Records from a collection
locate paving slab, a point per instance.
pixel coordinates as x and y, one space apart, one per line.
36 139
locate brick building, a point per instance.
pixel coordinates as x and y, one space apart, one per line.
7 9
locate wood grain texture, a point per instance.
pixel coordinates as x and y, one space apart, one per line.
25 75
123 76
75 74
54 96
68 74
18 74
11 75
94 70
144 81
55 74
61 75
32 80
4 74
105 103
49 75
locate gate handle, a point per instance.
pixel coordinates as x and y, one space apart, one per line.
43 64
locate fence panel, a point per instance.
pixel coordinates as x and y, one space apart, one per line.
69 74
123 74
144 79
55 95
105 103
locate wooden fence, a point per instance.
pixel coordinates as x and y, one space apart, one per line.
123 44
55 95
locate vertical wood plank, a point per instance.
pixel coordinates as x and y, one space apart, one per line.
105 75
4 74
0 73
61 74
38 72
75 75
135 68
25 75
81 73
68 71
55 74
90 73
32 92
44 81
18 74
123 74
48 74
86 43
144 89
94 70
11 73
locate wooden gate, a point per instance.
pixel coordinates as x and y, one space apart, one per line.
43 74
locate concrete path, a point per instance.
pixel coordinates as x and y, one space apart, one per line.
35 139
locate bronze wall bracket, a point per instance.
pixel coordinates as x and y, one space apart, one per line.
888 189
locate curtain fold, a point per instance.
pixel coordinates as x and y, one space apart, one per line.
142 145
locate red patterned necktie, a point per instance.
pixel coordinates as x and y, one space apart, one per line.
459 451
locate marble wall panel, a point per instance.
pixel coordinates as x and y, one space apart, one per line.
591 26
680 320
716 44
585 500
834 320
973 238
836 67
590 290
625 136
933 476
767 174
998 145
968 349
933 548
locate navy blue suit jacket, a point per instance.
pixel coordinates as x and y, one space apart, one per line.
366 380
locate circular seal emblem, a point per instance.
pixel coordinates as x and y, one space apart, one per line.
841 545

■ **Problem details**
Could you write out everything from the line containing "locate wooden fence, a point per instance." down to the end of the material again, changing "locate" to "mark" and leaving the rest untouched?

■ **Answer to the exercise**
mark wooden fence, a point per instance.
pixel coordinates as x and y, one space apart, one per line.
123 44
55 95
mark vertical wood plank, a point per instance.
pixel coordinates as x and y, one space apart, one per line.
105 75
4 74
0 73
61 74
38 72
75 75
135 68
25 75
81 73
68 71
55 74
90 73
32 92
44 81
18 74
123 74
48 74
86 43
144 89
94 70
11 73
mark wooden gate, a point per instance.
pixel coordinates as x and y, one space apart, one per line.
43 74
mark concrete path, a point per instance.
pixel coordinates as x and y, one space apart, one per line.
35 139
mark bronze wall bracket, a point per instance.
pixel coordinates as x and y, one space apart, one per line.
888 189
mark curtain fold, a point per instance.
pixel coordinates as x and y, one space apart, one per line.
142 145
mark red patterned necktie, a point per instance.
pixel coordinates as x and y, one space apart, one per line.
459 451
mark marble wall panel, a point per instance.
pixel coordinates as x and y, one space apart, one per line.
591 26
680 320
716 44
585 500
834 320
973 238
836 67
590 290
625 136
933 476
767 174
998 145
968 349
933 548
mark navy blue suit jacket, a point per instance.
pixel coordinates as x and y, one space apart, one per line.
366 380
mark circular seal emblem, a point per instance.
pixel coordinates as x and y, one space apart, one per line.
841 545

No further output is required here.